TASK TO COMPLETE:
Locate every line in the records below that contains the word "jacket", and copy each of those lines. Matching is case-sensitive.

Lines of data
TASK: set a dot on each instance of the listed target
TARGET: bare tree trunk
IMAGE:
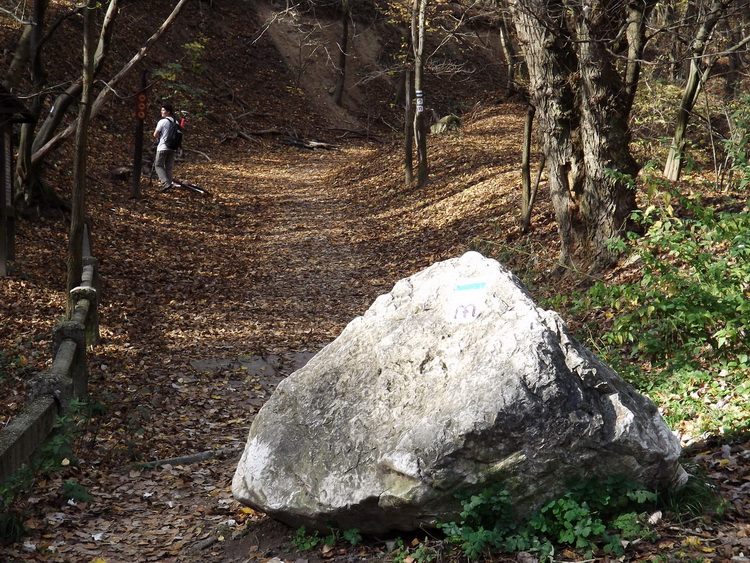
(528, 191)
(104, 95)
(511, 57)
(700, 69)
(78, 200)
(343, 48)
(420, 123)
(408, 130)
(582, 107)
(31, 189)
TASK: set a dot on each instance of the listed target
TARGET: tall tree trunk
(105, 94)
(511, 57)
(31, 189)
(419, 8)
(78, 200)
(343, 47)
(700, 69)
(408, 130)
(582, 107)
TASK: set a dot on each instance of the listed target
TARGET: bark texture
(583, 95)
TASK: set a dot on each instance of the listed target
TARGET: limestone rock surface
(456, 378)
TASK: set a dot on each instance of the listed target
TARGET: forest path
(209, 303)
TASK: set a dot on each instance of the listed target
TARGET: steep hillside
(207, 302)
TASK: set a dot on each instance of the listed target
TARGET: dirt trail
(270, 266)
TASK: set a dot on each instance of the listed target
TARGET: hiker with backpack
(168, 134)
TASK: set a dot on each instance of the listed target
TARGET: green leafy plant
(353, 537)
(593, 515)
(685, 315)
(72, 490)
(416, 552)
(57, 453)
(305, 541)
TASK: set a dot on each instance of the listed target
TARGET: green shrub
(593, 515)
(684, 317)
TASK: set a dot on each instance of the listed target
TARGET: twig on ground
(185, 460)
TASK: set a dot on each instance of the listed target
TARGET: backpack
(173, 140)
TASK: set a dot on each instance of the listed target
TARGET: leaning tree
(583, 60)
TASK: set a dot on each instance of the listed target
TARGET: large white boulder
(455, 378)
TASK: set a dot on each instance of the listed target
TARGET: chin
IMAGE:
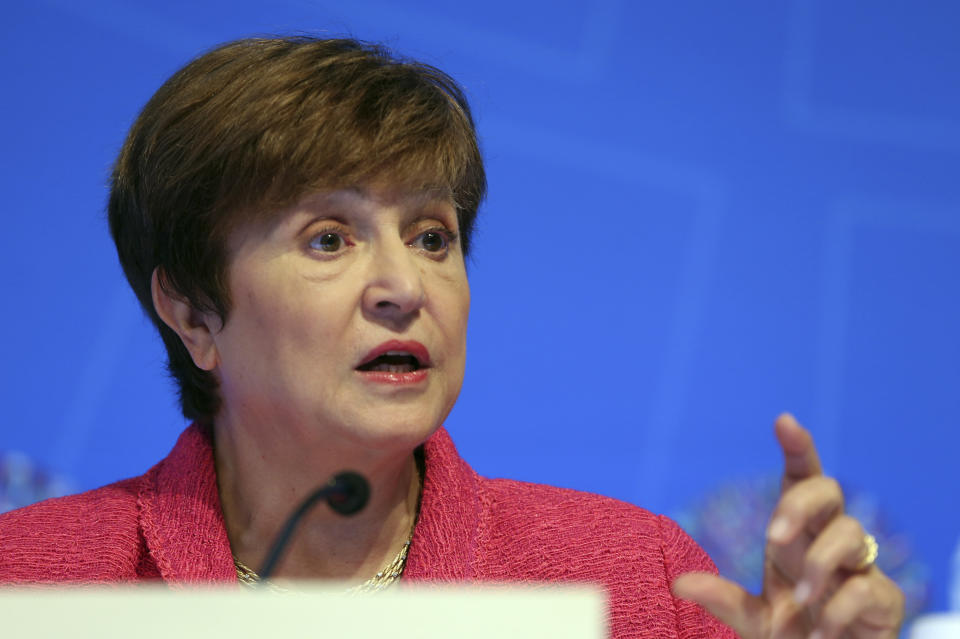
(391, 435)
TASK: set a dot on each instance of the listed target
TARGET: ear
(195, 329)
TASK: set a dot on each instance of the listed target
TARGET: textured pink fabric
(167, 524)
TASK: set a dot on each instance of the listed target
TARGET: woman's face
(348, 319)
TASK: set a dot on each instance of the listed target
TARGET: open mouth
(392, 362)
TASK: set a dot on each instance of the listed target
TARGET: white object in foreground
(549, 612)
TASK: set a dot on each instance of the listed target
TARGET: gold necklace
(386, 576)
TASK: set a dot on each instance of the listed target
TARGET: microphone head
(350, 493)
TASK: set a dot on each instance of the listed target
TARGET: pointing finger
(800, 459)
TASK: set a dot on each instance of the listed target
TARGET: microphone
(346, 493)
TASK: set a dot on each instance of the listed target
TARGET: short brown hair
(252, 126)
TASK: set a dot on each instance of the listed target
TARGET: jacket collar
(182, 521)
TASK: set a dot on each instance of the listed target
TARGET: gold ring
(870, 556)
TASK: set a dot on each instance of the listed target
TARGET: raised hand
(819, 577)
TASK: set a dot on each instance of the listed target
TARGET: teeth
(393, 368)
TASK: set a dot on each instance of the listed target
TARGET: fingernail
(777, 531)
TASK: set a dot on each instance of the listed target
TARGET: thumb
(723, 599)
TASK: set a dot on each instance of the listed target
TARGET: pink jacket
(167, 524)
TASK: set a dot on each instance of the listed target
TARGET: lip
(410, 378)
(416, 349)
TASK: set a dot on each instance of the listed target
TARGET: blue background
(700, 214)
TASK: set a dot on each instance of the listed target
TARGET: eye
(327, 242)
(434, 240)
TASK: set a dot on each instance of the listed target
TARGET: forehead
(349, 201)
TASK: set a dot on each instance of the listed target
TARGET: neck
(262, 479)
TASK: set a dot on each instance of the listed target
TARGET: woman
(293, 215)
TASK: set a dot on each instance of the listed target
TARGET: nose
(394, 289)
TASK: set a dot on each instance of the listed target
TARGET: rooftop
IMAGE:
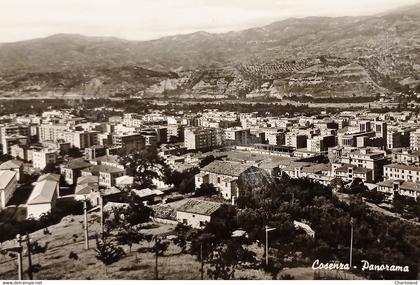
(5, 177)
(43, 192)
(226, 168)
(200, 207)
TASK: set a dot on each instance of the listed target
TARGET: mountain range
(313, 56)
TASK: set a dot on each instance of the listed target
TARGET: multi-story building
(320, 144)
(8, 182)
(404, 188)
(367, 158)
(415, 140)
(224, 175)
(405, 156)
(129, 142)
(296, 140)
(44, 157)
(398, 137)
(237, 136)
(106, 173)
(201, 138)
(8, 141)
(51, 132)
(15, 130)
(80, 139)
(73, 169)
(402, 172)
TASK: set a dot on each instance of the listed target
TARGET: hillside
(317, 56)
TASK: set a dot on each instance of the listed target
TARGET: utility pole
(351, 242)
(19, 252)
(157, 242)
(86, 230)
(202, 261)
(28, 244)
(102, 214)
(267, 229)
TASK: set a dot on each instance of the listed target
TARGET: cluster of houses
(383, 150)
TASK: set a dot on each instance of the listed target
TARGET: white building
(42, 199)
(197, 213)
(41, 158)
(8, 184)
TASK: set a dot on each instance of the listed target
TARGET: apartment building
(368, 158)
(402, 172)
(201, 138)
(42, 158)
(8, 182)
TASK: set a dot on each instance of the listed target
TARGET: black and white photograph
(211, 140)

FINISHED EXERCISE:
TARGET: jacket collar
TARGET: pink jacket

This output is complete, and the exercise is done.